▶ Problem description: Only the lines holding the word "wooden" are wanted; copy each of them from the listing.
□ □ □ □ □ □ □
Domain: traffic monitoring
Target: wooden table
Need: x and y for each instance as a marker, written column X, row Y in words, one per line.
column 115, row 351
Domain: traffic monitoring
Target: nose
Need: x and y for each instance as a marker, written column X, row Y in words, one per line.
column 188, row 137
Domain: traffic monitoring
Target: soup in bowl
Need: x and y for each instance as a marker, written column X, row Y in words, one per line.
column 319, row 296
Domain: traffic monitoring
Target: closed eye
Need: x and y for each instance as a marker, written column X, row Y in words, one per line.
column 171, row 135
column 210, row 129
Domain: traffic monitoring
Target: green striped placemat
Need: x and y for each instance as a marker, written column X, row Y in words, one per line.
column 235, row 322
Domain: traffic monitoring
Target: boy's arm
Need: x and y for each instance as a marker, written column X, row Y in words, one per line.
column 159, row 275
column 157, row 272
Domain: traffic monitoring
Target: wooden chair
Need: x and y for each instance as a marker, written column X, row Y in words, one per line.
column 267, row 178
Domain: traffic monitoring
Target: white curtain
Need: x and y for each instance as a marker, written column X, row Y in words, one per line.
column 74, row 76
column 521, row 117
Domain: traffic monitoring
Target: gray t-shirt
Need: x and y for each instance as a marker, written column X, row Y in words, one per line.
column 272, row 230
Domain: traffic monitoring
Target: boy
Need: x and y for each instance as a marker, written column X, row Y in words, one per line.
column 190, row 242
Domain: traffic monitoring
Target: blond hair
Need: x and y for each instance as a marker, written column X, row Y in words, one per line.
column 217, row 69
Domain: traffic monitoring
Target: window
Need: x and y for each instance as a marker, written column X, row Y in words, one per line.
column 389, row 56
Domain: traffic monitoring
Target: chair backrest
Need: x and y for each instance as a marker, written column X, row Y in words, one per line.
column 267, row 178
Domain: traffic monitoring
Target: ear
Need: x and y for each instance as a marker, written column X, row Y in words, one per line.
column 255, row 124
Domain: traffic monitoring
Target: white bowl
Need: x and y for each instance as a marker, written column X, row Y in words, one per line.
□ □ □ □ □ □ □
▶ Problem solution:
Target: wooden table
Target: wooden chair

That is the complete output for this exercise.